(Data listing)
** Begin **
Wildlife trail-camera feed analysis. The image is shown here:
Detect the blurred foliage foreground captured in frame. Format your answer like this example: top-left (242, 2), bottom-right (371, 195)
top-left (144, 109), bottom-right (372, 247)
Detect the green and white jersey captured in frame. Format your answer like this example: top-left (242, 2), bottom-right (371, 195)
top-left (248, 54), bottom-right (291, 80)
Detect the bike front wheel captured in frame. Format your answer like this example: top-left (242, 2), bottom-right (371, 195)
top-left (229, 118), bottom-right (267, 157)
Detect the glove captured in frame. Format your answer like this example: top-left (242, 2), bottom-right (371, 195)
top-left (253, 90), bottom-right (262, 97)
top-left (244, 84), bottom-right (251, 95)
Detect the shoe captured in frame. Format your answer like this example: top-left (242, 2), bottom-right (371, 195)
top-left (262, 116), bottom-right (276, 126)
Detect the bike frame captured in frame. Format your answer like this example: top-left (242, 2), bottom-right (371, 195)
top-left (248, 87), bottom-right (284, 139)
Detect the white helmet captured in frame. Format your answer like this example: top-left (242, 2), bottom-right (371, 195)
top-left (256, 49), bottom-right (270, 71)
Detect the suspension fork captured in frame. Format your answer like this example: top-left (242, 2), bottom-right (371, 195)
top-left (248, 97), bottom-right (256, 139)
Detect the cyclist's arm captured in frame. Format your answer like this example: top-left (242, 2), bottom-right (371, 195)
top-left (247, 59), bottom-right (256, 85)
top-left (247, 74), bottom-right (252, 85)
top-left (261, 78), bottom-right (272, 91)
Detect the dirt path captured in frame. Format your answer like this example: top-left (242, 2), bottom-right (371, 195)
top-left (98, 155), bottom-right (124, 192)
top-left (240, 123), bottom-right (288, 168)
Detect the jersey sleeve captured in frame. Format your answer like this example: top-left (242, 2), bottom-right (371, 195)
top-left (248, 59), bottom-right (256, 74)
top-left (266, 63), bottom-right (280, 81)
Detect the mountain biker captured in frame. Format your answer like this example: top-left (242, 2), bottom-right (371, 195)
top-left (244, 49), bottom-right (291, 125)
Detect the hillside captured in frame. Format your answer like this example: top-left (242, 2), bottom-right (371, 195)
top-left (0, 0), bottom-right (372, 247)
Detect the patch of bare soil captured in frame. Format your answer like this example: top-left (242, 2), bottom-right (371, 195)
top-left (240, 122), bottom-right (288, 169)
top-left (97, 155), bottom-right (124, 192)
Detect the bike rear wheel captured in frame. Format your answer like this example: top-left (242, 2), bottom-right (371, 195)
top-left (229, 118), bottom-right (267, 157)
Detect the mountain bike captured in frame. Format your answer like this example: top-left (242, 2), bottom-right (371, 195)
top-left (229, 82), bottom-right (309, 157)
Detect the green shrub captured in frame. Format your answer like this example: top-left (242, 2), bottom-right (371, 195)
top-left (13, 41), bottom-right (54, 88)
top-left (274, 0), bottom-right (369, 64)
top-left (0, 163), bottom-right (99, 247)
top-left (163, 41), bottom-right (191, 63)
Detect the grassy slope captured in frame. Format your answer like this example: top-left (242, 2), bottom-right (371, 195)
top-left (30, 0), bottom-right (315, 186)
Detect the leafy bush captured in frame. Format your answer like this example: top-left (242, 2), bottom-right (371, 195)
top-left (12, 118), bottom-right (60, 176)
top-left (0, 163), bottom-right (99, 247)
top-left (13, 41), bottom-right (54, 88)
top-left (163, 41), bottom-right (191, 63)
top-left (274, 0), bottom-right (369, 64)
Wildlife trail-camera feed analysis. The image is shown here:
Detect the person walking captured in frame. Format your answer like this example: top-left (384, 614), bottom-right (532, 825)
** End **
** Begin **
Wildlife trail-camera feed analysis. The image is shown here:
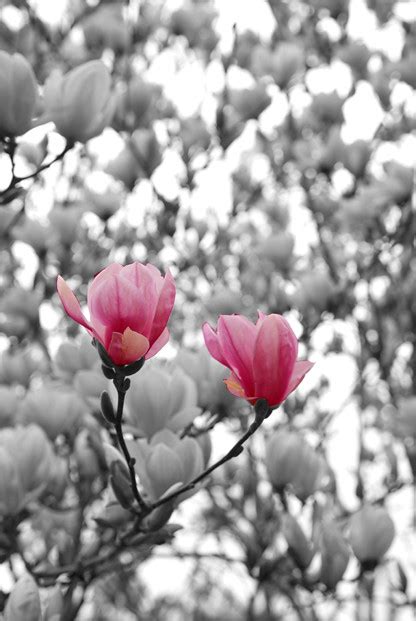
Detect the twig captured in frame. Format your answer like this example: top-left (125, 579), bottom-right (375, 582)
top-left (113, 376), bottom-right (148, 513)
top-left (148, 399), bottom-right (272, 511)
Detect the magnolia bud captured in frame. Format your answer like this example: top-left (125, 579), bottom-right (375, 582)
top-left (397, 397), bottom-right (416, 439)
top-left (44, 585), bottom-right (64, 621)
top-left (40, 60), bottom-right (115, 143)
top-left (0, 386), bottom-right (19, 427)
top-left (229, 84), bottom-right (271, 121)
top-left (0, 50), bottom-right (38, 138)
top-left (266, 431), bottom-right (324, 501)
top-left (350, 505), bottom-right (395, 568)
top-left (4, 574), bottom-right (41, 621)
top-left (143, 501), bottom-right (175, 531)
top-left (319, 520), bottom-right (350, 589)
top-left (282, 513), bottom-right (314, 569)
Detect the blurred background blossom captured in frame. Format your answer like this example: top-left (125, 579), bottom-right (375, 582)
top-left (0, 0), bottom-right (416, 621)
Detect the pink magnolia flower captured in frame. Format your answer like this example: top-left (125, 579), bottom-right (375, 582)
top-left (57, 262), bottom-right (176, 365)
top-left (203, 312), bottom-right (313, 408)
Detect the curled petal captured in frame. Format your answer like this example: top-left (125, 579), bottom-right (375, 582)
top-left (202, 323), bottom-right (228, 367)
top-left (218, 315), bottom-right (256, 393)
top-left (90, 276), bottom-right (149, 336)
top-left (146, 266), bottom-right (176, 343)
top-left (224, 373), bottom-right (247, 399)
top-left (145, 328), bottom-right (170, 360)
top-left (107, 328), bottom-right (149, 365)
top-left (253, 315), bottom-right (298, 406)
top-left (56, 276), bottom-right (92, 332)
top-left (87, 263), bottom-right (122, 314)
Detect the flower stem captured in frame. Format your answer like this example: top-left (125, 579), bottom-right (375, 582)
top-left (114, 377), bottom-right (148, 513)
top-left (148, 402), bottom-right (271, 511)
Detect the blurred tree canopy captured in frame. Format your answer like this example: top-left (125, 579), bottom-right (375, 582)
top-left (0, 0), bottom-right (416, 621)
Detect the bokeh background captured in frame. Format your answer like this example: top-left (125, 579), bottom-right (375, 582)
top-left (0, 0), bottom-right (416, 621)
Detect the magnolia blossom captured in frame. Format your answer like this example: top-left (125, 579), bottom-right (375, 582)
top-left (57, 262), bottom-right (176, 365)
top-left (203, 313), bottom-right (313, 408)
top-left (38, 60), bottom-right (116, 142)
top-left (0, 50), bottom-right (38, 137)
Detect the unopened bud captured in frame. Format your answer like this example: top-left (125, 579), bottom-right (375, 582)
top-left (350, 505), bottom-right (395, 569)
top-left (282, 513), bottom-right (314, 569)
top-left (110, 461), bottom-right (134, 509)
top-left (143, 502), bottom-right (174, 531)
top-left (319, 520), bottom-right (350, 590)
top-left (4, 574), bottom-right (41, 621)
** End **
** Begin **
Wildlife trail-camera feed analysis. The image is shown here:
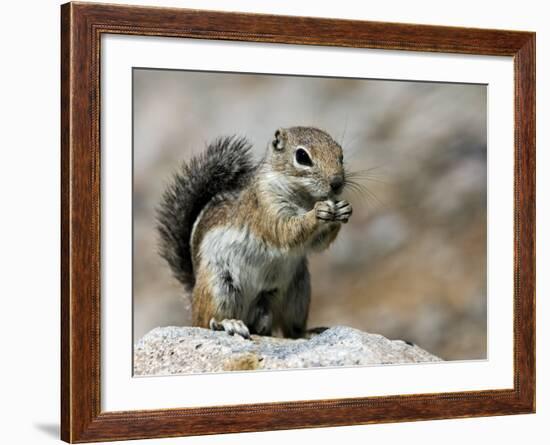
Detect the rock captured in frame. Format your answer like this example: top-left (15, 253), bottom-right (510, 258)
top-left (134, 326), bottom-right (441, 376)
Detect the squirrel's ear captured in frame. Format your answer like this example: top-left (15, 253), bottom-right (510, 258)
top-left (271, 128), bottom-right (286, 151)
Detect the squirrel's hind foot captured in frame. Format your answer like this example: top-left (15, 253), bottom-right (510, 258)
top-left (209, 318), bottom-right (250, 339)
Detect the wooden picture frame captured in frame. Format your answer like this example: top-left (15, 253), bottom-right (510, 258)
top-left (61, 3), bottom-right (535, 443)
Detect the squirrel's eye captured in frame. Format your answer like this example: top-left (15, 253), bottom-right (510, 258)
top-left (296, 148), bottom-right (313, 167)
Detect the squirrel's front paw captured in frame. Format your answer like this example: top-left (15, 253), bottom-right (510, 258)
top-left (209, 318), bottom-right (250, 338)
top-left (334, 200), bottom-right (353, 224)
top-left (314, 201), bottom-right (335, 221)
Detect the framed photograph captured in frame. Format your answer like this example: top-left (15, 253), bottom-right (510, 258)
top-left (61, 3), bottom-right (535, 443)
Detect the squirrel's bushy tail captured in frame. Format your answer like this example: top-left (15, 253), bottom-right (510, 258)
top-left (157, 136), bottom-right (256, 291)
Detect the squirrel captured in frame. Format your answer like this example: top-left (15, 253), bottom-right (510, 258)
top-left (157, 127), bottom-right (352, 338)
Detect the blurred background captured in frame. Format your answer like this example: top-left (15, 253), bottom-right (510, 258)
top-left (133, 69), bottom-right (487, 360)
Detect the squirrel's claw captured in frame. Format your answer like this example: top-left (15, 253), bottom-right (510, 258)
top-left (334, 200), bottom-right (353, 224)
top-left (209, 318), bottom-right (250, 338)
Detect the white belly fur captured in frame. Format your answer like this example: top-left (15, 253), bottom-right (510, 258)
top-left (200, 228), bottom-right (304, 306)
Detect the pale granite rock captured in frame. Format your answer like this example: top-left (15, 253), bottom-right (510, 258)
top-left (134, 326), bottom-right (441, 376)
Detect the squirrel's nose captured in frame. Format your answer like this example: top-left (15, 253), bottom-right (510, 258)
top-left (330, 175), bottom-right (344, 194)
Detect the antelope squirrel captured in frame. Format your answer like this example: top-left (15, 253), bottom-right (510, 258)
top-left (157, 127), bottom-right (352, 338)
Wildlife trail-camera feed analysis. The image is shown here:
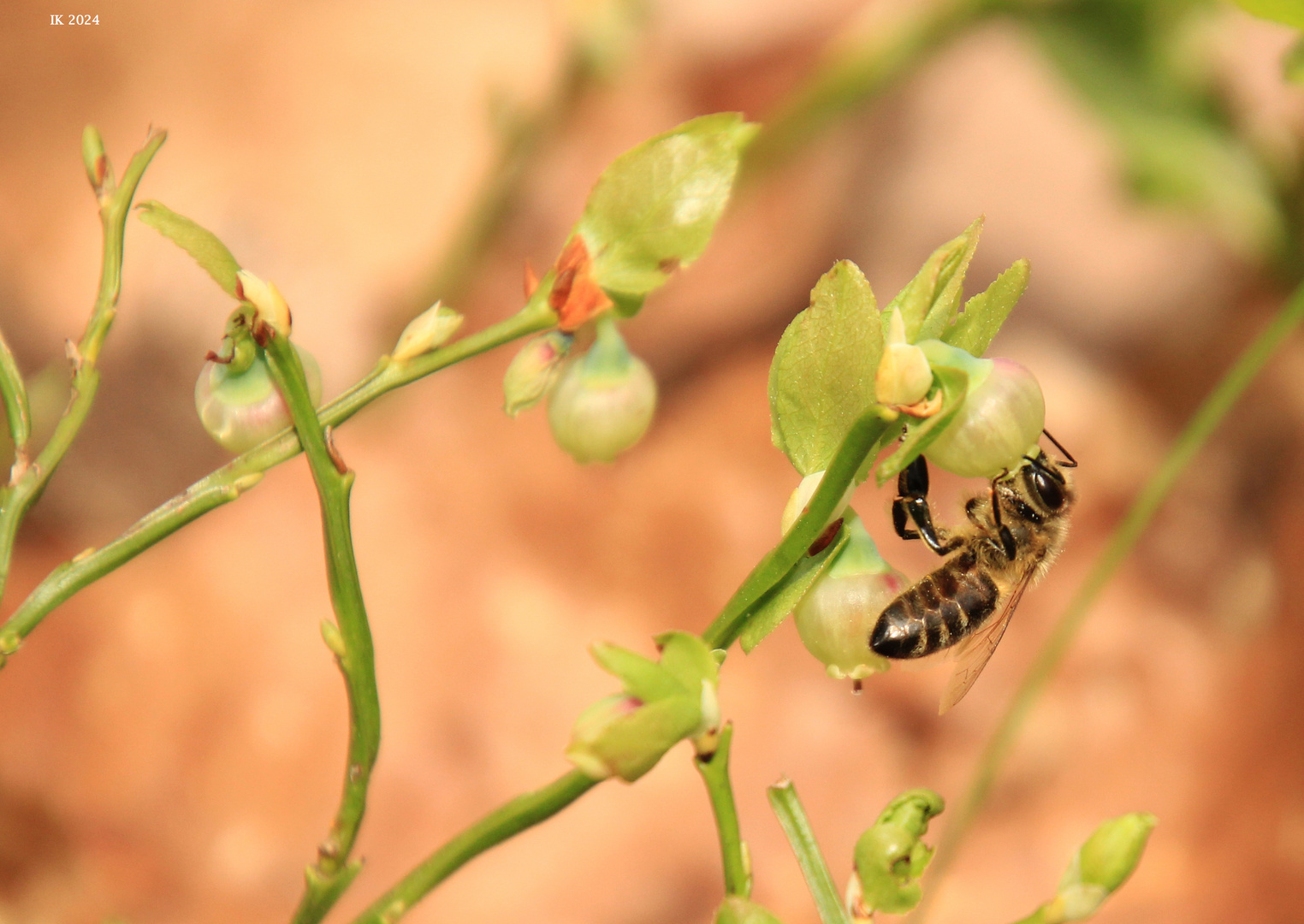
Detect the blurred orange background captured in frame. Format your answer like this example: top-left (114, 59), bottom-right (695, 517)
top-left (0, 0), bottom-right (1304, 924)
** End **
▸ SHORT PROBLEM: Reproduce every line of the data above, from the line containing "Detect the bike frame" through the line containing "top-left (97, 155), bottom-right (124, 192)", both included. Shift each coordinate value in the answers by -68 and leave all other text unchanged.

▸ FINAL RESULT:
Detect the bike frame captured in frame. Format your answer like this example: top-left (242, 2), bottom-right (371, 195)
top-left (180, 19), bottom-right (216, 71)
Detect the white helmet captured in frame. Format your answer like this example: top-left (242, 2), bottom-right (371, 195)
top-left (188, -19), bottom-right (202, 3)
Detect the suspension fork captured in frame. Format your answer like this example: top-left (242, 2), bottom-right (371, 195)
top-left (180, 29), bottom-right (188, 71)
Detect the cyclist's arm captured in frame. Format your answer like this example: top-left (242, 2), bottom-right (371, 195)
top-left (179, -9), bottom-right (188, 17)
top-left (179, 6), bottom-right (184, 17)
top-left (193, 10), bottom-right (204, 23)
Detect the dirt path captured in frame. Format your answer like this example: top-left (242, 2), bottom-right (371, 195)
top-left (30, 87), bottom-right (56, 124)
top-left (172, 55), bottom-right (220, 100)
Detect the jersey sleeve captured in frame. Format your answer like this example: top-left (242, 2), bottom-right (371, 195)
top-left (180, -9), bottom-right (188, 6)
top-left (198, -5), bottom-right (212, 13)
Detect the mountain biker captured in frame. Format your answer like this example: top-left (242, 2), bottom-right (371, 195)
top-left (176, -19), bottom-right (223, 57)
Detect the hillside captured in frame. Format your answer like this example: top-left (242, 2), bottom-right (371, 195)
top-left (-68, -68), bottom-right (304, 179)
Detect the patch of bare soil captured in frame. Format your answer like this example: top-left (242, 2), bottom-right (371, 195)
top-left (172, 54), bottom-right (220, 101)
top-left (29, 87), bottom-right (56, 124)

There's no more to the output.